295 F.3d 809

295 F.3d 809

Patrick CLARK, Appellant,
Steven MARTINEZ, Appellee.

No. 00-2412.

United States Court of Appeals, Eighth Circuit.

Submitted: February 11, 2002.

Filed: July 2, 2002.

COPYRIGHT MATERIAL OMITTED Torry N. Garland, argued, Omaha, NE (George F. Heiden, on the brief), for appellant.

Thomas O. Mumgaard, Asst. City Atty., argued, Omaha, NE (Michelle Peters, Asst. City Atty., on the brief), for appellee.

Before: BOWMAN, RICHARD S. ARNOLD, and WOLLMAN, Circuit Judges.

BOWMAN, Circuit Judge.


Patrick Clark brought suit in the District Court1 alleging that Omaha, Nebraska, Police Officer Stephen Martinez violated 42 U.S.C. ? 1983 by using excessive force in Clark’s arrest and also committed the intentional torts of assault and battery under Nebraska law. The jury found for the officer on all three claims, and the District Court entered judgment in his favor. Clark appeals, and he argues that the District Court erred by excluding evidence of another bad act the officer allegedly committed. Clark also argues that the District Court erred by giving the jury an instruction on self-defense with respect to his assault and battery claims. We affirm.



In the early morning hours of November 19, 1997, Officer Martinez was investigating possible illegal narcotic activity at an apartment in an Omaha housing complex. He was about to search for evidence of narcotics with his service flashlight in a trash bag outside the apartment when he heard a door open and turned to see two men leaving the apartment. One of them was Clark, an African-American male. Martinez watched as the two men ran and hid while a marked Omaha police cruiser drove down the street past where they had been standing. The officer decided to question them. He testified at trial that as he approached them he said, “Omaha police officer, stop, I want to talk to you.” Tr. at 181.


Both men immediately ran, and the officer began chasing them. Clark’s companion stopped after he had run a few feet, but Clark continued running. Martinez testified that he yelled to Clark several times, “Omaha police officer, stop.” Tr. at 185. After chasing Clark for two to three minutes, the officer finally caught up to Clark when he rounded the corner of a building. Clark’s claims before the District Court revolve around what happened next.


Martinez testified that when he caught up to Clark, he grabbed Clark from behind to handcuff him. Clark flung his elbow at the officer but missed. The two came face to face, then Clark struck Martinez in the face with a closed fist, shocking and surprising him. Almost immediately, Clark struck the officer a second, identical blow in the face. As Martinez began to lose his balance and stumble backward, he intentionally swung his service flashlight, which he still carried in his hand, at Clark. It struck a glancing blow off the left side of Clark’s head, but Clark still came at him. The officer intentionally struck a second, more solid blow to Clark’s head. The blow stopped Clark momentarily, but he once again came towards Martinez. The officer outmaneuvered Clark, threw him to the ground, and radioed for urgent assistance. Another officer arrived almost immediately, and together the two handcuffed Clark.

## Extracted information
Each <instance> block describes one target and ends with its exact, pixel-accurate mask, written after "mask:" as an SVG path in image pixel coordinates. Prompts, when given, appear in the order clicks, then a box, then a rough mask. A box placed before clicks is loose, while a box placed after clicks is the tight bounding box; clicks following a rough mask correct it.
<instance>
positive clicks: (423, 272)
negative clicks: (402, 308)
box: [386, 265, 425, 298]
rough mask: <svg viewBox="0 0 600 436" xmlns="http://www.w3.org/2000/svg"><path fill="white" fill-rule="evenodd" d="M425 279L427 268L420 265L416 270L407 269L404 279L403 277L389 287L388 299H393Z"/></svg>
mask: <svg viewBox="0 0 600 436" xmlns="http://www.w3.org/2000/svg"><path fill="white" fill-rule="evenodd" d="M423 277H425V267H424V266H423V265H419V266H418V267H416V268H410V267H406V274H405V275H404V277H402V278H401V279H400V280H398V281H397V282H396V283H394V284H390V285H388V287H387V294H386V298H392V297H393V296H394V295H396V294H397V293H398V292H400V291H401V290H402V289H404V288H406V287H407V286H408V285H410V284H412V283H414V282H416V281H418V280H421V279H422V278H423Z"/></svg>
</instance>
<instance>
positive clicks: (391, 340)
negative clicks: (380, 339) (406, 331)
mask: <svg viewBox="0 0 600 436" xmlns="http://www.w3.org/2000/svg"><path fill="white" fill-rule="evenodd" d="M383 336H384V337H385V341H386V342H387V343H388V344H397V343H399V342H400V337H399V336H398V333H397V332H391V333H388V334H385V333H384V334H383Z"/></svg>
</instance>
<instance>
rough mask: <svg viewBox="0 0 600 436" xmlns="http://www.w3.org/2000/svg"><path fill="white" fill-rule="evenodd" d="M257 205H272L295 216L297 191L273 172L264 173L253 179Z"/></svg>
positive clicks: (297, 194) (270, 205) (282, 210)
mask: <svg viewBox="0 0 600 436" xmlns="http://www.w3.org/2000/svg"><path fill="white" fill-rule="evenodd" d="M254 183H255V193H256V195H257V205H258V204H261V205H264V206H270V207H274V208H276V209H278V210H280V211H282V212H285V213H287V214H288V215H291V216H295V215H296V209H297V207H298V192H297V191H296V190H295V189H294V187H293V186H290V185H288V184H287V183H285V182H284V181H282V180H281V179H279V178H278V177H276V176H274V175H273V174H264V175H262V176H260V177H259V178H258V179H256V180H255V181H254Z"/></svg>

## Activities
A. Name every circuit judge listed in the court opinion as sitting on the panel.
B. Reproduce the entries verbatim, from the start of the entries through the line that contains "box: [386, 265, 425, 298]".

## Solved tasks
A. BOWMAN, RICHARD S. ARNOLD, WOLLMAN

B.
Each <instance> block describes one target and ends with its exact, pixel-accurate mask, written after "mask:" as an SVG path in image pixel coordinates. Prompts, when given, appear in the order clicks, then a box, then a rough mask. A box placed before clicks is loose, while a box placed after clicks is the tight bounding box; clicks following a rough mask correct it.
<instance>
positive clicks: (423, 272)
negative clicks: (402, 308)
box: [386, 265, 425, 298]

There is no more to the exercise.